• WHAT TO PRODUCE:
Output the text below on dividing property after a separation word for word, from its first line to its last.

House-SplitIt is often the case that during or after a separation, parties wish to divide their assets accumulated during their relationship. At Ramsden Lawyers, our family lawyers can help you achieve this in a number of ways.

If parties are able to come to an agreement on how they wish to settle their property issues and divide their assets, we can assist in formalising this agreement in a time and cost effective manner. The two main ways of ensuring your property settlement agreement is legally finalized is either through a Financial Agreement (FA) or a consent order through the court. In the case parties are unable to reach an agreement on the division of property; parties will need to commence proceedings in the court for determination.

Once the court is satisfied that a property adjustment would be just and equitable the court follows a four step process:

Step One

Identify and value the net property pool for division. In other words, compile a list all of the parties’ assets, add up their total value and deduct all of the parties’ liabilities. This can include the process of financial disclosure and seeking independent expert valuations.

Step Two

The court will consider the contributions each of the parties has made toward accumulating the property pool as established in Step One. The contributions that the court will consider are those set out in Section 79(4) of the Family Law Act.

Contributions can come in many forms, both financial and non-financial during a relationship.

Common financial contributions:

  • income used on things such as the mortgage, rent, utilities and other expenses.

Common non-financial contributions:

  • homemaking
  • parenting
  • cooking and cleaning

Other forms of contributions:

  • bringing in savings, a business or property owned prior to the relationship;
  • family members or friends assisting in improving the value of a property
  • gifts and inheritances;
  • windfalls;
  • lottery winnings;
  • damages awards;
  • personal Injury awards;
  • redundancy payments; and or
  • long service leave.

• MATERIAL:
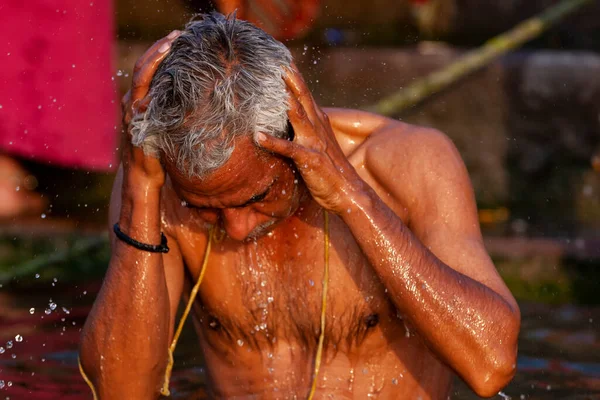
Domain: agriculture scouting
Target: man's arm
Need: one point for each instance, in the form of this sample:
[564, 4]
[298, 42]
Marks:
[125, 339]
[438, 273]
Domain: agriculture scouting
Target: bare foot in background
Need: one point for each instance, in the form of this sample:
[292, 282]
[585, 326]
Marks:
[17, 195]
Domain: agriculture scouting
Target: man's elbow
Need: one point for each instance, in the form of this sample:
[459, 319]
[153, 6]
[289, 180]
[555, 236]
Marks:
[499, 366]
[489, 382]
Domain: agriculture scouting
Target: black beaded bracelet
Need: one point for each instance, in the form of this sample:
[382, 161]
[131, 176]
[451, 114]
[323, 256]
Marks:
[161, 248]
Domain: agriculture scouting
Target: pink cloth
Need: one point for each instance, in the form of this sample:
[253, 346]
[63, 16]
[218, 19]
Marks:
[57, 95]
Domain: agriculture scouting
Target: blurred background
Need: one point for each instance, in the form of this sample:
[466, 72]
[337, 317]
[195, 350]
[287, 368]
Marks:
[527, 125]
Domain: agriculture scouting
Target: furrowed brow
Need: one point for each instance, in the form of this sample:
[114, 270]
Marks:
[258, 197]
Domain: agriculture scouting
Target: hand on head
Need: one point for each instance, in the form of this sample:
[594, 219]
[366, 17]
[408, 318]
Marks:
[314, 150]
[146, 171]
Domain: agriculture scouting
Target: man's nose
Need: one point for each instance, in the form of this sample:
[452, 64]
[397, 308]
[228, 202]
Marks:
[238, 222]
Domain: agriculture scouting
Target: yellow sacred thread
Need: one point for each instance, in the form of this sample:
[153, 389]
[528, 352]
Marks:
[87, 380]
[319, 354]
[165, 389]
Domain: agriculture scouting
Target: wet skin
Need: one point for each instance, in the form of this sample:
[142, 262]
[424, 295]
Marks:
[413, 295]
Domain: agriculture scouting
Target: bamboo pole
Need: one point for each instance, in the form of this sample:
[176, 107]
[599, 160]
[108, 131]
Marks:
[474, 60]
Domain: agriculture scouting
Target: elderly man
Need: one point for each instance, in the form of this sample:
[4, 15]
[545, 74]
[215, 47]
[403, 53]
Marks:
[372, 215]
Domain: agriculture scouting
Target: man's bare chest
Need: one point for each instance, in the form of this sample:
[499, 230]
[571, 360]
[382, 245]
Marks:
[268, 290]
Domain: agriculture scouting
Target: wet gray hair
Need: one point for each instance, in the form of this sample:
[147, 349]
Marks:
[223, 78]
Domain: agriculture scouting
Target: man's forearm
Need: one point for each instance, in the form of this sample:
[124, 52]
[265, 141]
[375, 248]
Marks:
[468, 325]
[125, 339]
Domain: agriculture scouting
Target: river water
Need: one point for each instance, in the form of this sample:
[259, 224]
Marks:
[559, 355]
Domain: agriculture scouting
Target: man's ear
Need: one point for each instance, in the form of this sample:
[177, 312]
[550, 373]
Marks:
[290, 134]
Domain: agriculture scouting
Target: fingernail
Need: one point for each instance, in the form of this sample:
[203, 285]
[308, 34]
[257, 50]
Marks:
[164, 47]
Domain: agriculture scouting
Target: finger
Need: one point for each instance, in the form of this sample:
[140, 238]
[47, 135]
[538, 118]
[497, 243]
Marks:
[152, 49]
[147, 65]
[297, 86]
[279, 146]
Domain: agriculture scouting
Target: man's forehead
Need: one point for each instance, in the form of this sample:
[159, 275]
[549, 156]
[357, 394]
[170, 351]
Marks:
[247, 168]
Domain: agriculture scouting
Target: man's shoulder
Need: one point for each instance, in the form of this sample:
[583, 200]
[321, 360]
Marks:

• WORKED ANSWER:
House-SplitIt is often the case that during or after a separation, parties wish to divide their assets accumulated during their relationship. At Ramsden Lawyers, our family lawyers can help you achieve this in a number of ways.

If parties are able to come to an agreement on how they wish to settle their property issues and divide their assets, we can assist in formalising this agreement in a time and cost effective manner. The two main ways of ensuring your property settlement agreement is legally finalized is either through a Financial Agreement (FA) or a consent order through the court. In the case parties are unable to reach an agreement on the division of property; parties will need to commence proceedings in the court for determination.

Once the court is satisfied that a property adjustment would be just and equitable the court follows a four step process:

Step One

Identify and value the net property pool for division. In other words, compile a list all of the parties’ assets, add up their total value and deduct all of the parties’ liabilities. This can include the process of financial disclosure and seeking independent expert valuations.

Step Two

The court will consider the contributions each of the parties has made toward accumulating the property pool as established in Step One. The contributions that the court will consider are those set out in Section 79(4) of the Family Law Act.

Contributions can come in many forms, both financial and non-financial during a relationship.

Common financial contributions:

  • income used on things such as the mortgage, rent, utilities and other expenses.

Common non-financial contributions:

  • homemaking
  • parenting
  • cooking and cleaning

Other forms of contributions:

  • bringing in savings, a business or property owned prior to the relationship;
  • family members or friends assisting in improving the value of a property
  • gifts and inheritances;
  • windfalls;
  • lottery winnings;
  • damages awards;
  • personal Injury awards;
  • redundancy payments; and or
  • long service leave.